## WHAT YOU WILL DO:
Repeat, without any change, the entries presented below.

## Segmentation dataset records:
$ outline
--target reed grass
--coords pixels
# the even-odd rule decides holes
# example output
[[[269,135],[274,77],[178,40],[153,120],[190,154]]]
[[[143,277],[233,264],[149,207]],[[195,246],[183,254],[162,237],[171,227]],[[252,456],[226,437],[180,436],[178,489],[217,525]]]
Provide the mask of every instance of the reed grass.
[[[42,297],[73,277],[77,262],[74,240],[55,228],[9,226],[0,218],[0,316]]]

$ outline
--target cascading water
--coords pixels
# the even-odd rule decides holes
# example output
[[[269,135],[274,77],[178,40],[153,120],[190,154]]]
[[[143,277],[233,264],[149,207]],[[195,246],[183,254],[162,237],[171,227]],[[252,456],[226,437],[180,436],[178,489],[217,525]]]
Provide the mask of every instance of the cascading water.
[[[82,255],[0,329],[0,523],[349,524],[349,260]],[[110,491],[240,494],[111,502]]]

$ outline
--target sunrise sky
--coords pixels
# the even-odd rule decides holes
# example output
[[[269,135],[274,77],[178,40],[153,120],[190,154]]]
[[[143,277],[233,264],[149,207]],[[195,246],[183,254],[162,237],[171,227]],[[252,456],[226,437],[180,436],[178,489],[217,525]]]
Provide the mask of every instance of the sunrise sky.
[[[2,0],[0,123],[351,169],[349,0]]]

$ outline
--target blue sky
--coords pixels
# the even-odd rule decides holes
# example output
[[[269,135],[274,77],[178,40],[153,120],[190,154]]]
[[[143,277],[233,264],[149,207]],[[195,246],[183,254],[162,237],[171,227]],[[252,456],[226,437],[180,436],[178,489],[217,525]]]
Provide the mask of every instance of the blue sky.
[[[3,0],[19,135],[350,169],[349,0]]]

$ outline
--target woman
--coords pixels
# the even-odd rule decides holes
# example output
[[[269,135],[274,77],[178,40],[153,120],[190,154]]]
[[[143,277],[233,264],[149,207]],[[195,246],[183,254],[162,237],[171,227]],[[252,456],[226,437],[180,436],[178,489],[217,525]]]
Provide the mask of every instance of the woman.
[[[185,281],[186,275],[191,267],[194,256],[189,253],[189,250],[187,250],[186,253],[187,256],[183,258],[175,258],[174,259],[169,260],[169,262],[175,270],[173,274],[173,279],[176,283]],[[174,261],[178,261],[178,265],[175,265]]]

## RESPONSE TO THIS TASK:
$ outline
--target reed grass
--coords pixels
# the even-odd rule decides holes
# example output
[[[269,135],[274,77],[178,40],[153,120],[190,154]]]
[[[143,277],[233,264],[149,207]],[[195,246],[183,254],[162,237],[171,227]],[[252,456],[226,437],[180,436],[178,489],[217,525]]]
Provide the mask of every instance of the reed grass.
[[[42,297],[73,277],[77,262],[74,240],[55,228],[9,226],[0,218],[0,316]]]

$ outline
--target cascading water
--coords pixels
# the even-odd rule decides holes
# example output
[[[269,135],[274,77],[178,40],[153,120],[190,154]]]
[[[143,277],[233,264],[149,207]],[[195,246],[183,254],[162,237],[171,227]],[[252,456],[226,437],[180,436],[178,489],[217,525]]]
Provide the mask of every instance of the cascading water.
[[[82,255],[0,329],[0,523],[349,524],[349,260]],[[110,491],[240,494],[111,502]]]

$ outline
--target sunrise sky
--coords pixels
# the even-odd rule decides holes
# example output
[[[269,135],[274,77],[178,40],[153,120],[190,154]]]
[[[143,277],[233,264],[149,207]],[[195,246],[183,254],[162,237],[171,227]],[[252,456],[226,437],[180,436],[178,489],[217,525]]]
Provide the mask of every instance of the sunrise sky.
[[[2,0],[0,123],[351,169],[349,0]]]

$ outline
--target blue sky
--coords pixels
# the even-odd rule decides holes
# example output
[[[269,135],[274,77],[178,40],[153,120],[190,154]]]
[[[143,277],[233,264],[149,207]],[[195,246],[183,254],[162,237],[171,227]],[[252,456],[226,437],[180,436],[178,489],[217,525]]]
Provide the mask of every instance of the blue sky.
[[[3,0],[19,135],[350,169],[349,0]]]

$ outline
--target woman
--coords pixels
# the even-odd rule decides holes
# example output
[[[269,135],[274,77],[178,40],[153,120],[190,154]]]
[[[143,277],[233,264],[149,207]],[[195,246],[183,254],[162,237],[171,227]],[[252,456],[226,437],[180,436],[178,489],[217,525]]]
Provide the mask of every instance of the woman.
[[[185,281],[186,275],[191,267],[194,256],[189,253],[189,250],[187,250],[186,253],[187,256],[183,258],[175,258],[174,259],[169,260],[169,262],[175,270],[173,274],[173,279],[176,283]],[[174,261],[178,261],[178,265],[175,265]]]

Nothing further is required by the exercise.